Assignment
Report each line from the data below that holds the word "metal".

━━━━━ Source information

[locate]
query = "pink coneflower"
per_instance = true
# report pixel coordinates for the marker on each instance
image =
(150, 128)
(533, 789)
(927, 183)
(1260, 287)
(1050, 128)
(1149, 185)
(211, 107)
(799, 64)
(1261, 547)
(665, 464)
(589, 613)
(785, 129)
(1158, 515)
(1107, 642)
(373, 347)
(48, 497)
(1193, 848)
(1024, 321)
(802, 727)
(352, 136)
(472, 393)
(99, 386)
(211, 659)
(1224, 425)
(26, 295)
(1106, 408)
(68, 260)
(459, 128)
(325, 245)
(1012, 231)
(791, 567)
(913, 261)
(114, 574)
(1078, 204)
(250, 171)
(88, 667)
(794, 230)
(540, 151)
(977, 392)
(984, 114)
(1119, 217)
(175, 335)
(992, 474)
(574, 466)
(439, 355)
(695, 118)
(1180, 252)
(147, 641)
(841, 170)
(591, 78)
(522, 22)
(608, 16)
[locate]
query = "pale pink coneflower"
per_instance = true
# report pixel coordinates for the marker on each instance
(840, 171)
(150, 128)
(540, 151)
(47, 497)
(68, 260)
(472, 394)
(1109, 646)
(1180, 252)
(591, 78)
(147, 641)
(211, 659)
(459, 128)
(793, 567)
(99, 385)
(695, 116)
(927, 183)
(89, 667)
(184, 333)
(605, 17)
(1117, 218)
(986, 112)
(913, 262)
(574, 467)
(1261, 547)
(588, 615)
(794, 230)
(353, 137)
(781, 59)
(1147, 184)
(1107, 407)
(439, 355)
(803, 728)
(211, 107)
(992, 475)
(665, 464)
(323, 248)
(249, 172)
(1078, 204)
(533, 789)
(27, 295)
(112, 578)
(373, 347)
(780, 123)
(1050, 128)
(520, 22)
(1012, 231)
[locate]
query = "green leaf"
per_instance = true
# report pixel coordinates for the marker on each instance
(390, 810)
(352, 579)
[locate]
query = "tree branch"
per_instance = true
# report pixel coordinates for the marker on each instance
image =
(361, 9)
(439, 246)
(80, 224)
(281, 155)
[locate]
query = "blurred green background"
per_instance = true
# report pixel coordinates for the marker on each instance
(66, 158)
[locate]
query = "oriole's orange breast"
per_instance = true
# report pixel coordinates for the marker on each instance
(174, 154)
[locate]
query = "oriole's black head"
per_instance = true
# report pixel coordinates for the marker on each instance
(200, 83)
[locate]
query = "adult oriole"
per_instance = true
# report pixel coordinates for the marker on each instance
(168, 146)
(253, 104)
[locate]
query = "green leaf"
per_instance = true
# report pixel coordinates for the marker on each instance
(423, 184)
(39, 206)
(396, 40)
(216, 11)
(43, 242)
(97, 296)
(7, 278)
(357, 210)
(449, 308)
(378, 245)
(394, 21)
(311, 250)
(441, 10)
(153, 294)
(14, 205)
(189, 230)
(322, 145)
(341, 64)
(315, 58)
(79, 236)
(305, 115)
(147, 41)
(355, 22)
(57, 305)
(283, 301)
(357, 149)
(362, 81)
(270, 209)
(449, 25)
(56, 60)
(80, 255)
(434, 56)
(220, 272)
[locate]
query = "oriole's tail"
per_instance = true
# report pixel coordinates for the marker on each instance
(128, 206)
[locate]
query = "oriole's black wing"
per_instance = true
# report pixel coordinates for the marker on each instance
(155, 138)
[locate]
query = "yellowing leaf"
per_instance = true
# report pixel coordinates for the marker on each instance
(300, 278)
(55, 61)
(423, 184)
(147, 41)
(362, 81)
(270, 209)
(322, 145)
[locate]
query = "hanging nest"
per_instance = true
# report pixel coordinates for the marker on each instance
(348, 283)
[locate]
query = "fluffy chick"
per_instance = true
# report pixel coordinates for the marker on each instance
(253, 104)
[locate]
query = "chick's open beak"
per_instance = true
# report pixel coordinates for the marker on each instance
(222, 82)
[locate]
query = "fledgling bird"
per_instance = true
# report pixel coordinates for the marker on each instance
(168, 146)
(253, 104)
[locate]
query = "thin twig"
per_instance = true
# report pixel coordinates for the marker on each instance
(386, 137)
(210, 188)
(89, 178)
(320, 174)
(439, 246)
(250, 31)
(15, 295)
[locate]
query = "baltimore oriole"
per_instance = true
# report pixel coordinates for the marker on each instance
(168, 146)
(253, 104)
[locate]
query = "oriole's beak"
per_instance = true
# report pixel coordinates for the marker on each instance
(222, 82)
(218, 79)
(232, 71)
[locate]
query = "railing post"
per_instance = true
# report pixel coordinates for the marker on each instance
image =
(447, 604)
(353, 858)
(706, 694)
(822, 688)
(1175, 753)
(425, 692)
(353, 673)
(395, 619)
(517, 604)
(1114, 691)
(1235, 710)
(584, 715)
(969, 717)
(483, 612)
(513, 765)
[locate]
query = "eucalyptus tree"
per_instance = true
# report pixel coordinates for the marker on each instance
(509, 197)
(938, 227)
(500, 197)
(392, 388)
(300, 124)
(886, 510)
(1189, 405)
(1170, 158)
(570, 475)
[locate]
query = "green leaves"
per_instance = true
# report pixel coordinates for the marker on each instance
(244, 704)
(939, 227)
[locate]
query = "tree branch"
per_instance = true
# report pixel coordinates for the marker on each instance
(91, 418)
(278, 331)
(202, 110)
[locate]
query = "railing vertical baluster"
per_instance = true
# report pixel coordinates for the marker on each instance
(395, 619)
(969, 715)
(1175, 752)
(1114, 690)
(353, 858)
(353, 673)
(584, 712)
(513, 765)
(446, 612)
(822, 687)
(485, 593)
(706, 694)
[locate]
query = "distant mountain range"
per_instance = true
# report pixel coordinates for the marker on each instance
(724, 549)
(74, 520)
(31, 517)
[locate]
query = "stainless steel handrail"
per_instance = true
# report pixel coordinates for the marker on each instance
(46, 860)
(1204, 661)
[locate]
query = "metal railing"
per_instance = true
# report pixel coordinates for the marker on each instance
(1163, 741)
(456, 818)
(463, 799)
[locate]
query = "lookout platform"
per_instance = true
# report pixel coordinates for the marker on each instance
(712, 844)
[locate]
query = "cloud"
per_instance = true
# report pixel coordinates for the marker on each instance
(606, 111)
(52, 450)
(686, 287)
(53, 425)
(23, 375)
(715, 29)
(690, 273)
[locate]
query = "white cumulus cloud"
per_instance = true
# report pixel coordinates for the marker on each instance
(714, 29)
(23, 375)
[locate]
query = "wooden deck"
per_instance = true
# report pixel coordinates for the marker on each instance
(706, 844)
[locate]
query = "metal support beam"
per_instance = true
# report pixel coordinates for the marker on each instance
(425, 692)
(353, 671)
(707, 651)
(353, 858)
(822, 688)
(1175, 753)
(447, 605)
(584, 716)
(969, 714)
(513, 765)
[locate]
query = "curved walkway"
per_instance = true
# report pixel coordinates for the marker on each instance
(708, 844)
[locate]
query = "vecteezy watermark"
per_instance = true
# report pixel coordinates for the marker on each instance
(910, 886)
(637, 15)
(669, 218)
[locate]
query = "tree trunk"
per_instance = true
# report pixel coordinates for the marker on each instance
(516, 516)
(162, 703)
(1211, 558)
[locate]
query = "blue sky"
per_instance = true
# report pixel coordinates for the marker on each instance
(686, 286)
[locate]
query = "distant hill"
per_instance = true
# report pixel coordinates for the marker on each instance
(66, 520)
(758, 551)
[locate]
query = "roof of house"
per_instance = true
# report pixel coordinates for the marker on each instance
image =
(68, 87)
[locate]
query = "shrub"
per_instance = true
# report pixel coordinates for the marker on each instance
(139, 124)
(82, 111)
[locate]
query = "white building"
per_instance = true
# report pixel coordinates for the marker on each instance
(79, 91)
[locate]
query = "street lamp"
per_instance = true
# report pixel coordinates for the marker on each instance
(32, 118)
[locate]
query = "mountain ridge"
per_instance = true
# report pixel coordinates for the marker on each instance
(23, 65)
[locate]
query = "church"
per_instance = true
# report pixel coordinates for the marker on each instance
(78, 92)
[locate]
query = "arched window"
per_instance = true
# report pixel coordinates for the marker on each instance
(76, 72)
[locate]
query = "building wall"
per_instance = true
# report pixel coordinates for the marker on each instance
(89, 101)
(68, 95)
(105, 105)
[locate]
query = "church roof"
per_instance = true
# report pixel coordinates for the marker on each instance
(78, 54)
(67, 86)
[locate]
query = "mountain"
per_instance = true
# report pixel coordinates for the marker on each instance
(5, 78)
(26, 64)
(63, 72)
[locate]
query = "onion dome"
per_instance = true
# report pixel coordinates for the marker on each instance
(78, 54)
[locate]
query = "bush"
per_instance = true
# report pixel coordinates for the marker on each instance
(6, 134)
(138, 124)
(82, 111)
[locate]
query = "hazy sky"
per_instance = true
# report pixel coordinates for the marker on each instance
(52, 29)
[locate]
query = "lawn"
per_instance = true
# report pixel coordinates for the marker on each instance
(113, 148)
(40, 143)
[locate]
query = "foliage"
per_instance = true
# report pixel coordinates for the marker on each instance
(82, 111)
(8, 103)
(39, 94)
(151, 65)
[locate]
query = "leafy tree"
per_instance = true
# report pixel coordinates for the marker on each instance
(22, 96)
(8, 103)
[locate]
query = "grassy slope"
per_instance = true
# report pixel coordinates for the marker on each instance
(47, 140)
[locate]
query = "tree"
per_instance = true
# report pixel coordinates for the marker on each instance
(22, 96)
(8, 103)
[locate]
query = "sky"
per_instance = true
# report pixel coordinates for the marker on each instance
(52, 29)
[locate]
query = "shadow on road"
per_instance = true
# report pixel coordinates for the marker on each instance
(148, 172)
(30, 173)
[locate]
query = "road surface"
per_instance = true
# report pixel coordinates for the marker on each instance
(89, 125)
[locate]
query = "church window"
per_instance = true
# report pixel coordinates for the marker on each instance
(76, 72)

━━━━━━━━━━

Written solution
query = "metal railing"
query = "metal support beam"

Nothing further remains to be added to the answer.